Records from a collection:

§

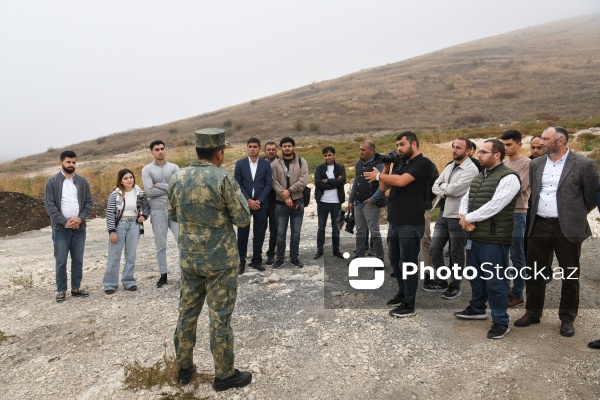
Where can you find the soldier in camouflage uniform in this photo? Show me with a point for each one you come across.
(206, 201)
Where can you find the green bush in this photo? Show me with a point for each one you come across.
(299, 125)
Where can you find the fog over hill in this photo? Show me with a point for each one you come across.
(548, 71)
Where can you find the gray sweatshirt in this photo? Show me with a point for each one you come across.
(154, 173)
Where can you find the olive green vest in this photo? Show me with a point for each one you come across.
(497, 229)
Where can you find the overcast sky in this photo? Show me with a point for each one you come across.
(76, 70)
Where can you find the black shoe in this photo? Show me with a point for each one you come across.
(526, 320)
(433, 287)
(566, 328)
(396, 301)
(184, 376)
(498, 331)
(594, 345)
(239, 379)
(468, 313)
(258, 267)
(162, 281)
(79, 293)
(403, 311)
(452, 293)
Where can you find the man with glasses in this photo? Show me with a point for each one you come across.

§

◆ Stated problem: Rewrite the listing with each "photo" changed to "image" and everything else unchanged, omitting the pictures.

◆ Response to this task:
Where can you find the soldier in camouflage uniform in this image? Show me with a point for each one you come across.
(206, 201)
Where can you find the green bush in this image? Show me with a point for each one you come across.
(299, 125)
Where can you find the fog over hill in this image? Show me with a point for each one you come across.
(548, 71)
Where can you find the gray sweatshirt in this image? Show me with a point for each one you come across.
(154, 173)
Where can you find the olive green vest in this image? Show me with a point for each one you come across.
(497, 229)
Where can you find the overcast sky in this image? Show me with a point for each one you come across.
(76, 70)
Where can you find the black shoe in this image? Show me with a point for each one you come across.
(526, 320)
(433, 287)
(566, 328)
(396, 301)
(184, 376)
(498, 331)
(594, 345)
(239, 379)
(468, 313)
(258, 267)
(162, 281)
(79, 293)
(403, 311)
(452, 293)
Where can you find the man with glasses in this image? Show me with a point for each one you come across.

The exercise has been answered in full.